Please quote the listing below word for word, omitting the pictures.

■ ■ ■

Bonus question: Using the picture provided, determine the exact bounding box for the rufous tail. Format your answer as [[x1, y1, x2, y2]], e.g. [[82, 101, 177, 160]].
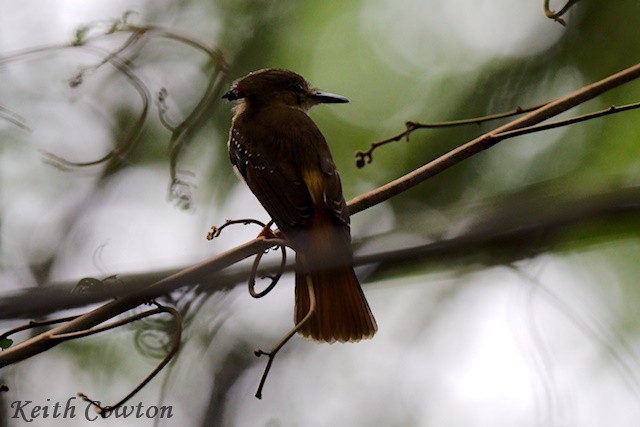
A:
[[295, 255, 378, 343]]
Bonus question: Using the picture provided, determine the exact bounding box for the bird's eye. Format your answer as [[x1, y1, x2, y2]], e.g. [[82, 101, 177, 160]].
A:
[[291, 84, 305, 93]]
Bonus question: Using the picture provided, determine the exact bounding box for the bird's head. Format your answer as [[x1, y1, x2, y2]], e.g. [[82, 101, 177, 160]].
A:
[[223, 68, 349, 111]]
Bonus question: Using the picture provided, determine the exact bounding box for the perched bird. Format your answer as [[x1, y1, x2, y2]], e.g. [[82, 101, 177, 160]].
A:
[[223, 69, 377, 342]]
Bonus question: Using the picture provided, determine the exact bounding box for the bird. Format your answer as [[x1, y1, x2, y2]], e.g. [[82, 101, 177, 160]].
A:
[[223, 68, 378, 343]]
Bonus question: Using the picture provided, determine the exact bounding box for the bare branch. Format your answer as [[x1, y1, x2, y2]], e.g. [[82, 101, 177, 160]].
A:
[[348, 64, 640, 215]]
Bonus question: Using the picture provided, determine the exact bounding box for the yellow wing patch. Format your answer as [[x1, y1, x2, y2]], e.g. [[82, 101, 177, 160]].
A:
[[302, 169, 324, 205]]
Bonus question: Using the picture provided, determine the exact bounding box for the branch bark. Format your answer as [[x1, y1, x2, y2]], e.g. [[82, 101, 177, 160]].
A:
[[0, 64, 640, 367]]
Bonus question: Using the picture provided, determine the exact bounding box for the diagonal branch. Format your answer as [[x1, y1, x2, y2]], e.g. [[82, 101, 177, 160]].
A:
[[0, 64, 640, 367], [348, 64, 640, 215]]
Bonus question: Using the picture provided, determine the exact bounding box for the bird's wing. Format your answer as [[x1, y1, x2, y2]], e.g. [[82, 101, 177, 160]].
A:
[[229, 126, 313, 229]]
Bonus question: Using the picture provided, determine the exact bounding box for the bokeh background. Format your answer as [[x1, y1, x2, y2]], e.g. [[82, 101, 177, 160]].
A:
[[0, 0, 640, 427]]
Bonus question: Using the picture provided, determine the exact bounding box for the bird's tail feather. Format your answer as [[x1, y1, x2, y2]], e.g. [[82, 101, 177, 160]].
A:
[[295, 256, 378, 343]]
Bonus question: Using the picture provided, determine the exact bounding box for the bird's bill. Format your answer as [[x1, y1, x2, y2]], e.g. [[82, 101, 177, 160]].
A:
[[312, 91, 349, 104]]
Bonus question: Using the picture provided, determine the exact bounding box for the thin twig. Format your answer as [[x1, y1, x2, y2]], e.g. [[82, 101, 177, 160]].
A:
[[544, 0, 578, 26], [254, 275, 316, 399], [347, 64, 640, 215], [79, 301, 182, 418], [355, 104, 545, 168]]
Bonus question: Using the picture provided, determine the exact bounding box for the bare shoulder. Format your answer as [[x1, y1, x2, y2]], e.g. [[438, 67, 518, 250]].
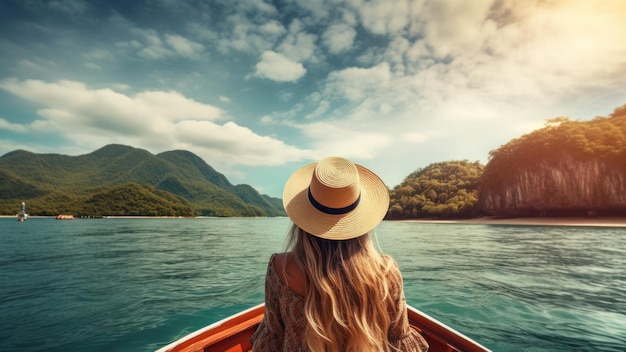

■ ■ ■

■ Task answer ■
Bonus question: Using the picture provided, determine the exact bounding box for the rufous tail. Format your answer as [[x1, y1, x2, y2]], e.g. [[82, 101, 177, 160]].
A:
[[295, 255, 378, 343]]
Bonus question: Using the picture provided, determine the exact bounding box for the bird's eye. Format your answer as [[x1, y1, x2, y2]], e.g. [[82, 101, 177, 160]].
A:
[[291, 84, 305, 93]]
Bonus question: Using the picture provided, determine the exact bounding box for the bird's head. Format your answer as [[x1, y1, x2, y2]], e.g. [[82, 101, 177, 160]].
A:
[[223, 68, 349, 111]]
Bonus question: Using the picture provided, determine the exact bounding box for the perched bird. Format your answer as [[x1, y1, x2, y2]], e.g. [[82, 101, 177, 160]].
A:
[[223, 69, 377, 342]]
Bonus question: Using the picture provided, determine the exact bounding box for the bird. Format your answer as [[x1, y1, x2, y2]], e.g. [[82, 101, 177, 160]].
A:
[[223, 68, 378, 343]]
Bonus question: Using the picture provided, determine the exact bounding box for the bare branch. Format your answer as [[x1, y1, x2, y2]], e.g. [[82, 101, 177, 160]].
A:
[[348, 64, 640, 215]]
Bonus question: Using the picture provided, determine the exact bounding box for the yellow wing patch. Format your answer as [[x1, y1, x2, y2]], e.g. [[82, 101, 177, 160]].
A:
[[302, 169, 324, 205]]
Bonus question: Using the picture provided, determine the exact bounding box for the branch bark. Format your answer as [[x1, y1, x2, y2]], e.g. [[82, 101, 177, 160]].
A:
[[0, 64, 640, 367]]
Bonus question: Using the picture provided, determine the exact bounding box for the diagonal branch. Format your answer as [[x1, y1, x2, y2]], e.g. [[82, 101, 177, 160]].
A:
[[0, 64, 640, 367], [348, 64, 640, 215]]
Bonus question: Using the picture provided, determine the exact bounding box for the bird's wing. Format your answer as [[x1, y1, x2, y2]], e.g. [[82, 101, 177, 160]].
A:
[[229, 126, 313, 229]]
Bonus question: Using the picture provided, determine the exact bounding box for the bokeh background. Format your answer as [[x1, y1, x2, y2]], e.g. [[82, 101, 177, 160]].
A:
[[0, 0, 640, 427]]
Bonus question: Using the picture provided, determine the exact bounding box for the bird's tail feather. Format your answer as [[x1, y1, x2, y2]], e.g. [[82, 101, 177, 160]].
A:
[[295, 256, 378, 343]]
Bonus question: Using the picture provided, determine the exact bounding box for the bird's bill. Format your answer as [[x1, y1, x2, y2]], e.g. [[82, 101, 177, 160]].
A:
[[312, 91, 349, 104]]
Bonus question: Using the picture provided, determine the exact bounding box for the thin twig. Format your answer as [[x1, y1, x2, y2]], e.g. [[82, 101, 177, 160]].
A:
[[544, 0, 578, 26], [254, 275, 316, 399], [347, 64, 640, 215], [79, 301, 182, 418], [355, 104, 545, 168]]
Bonus question: Using the picture provided, determine the exact bounding box for the bare shoulder. Format your answer as [[x1, y1, x2, y2]], e.g. [[438, 67, 518, 250]].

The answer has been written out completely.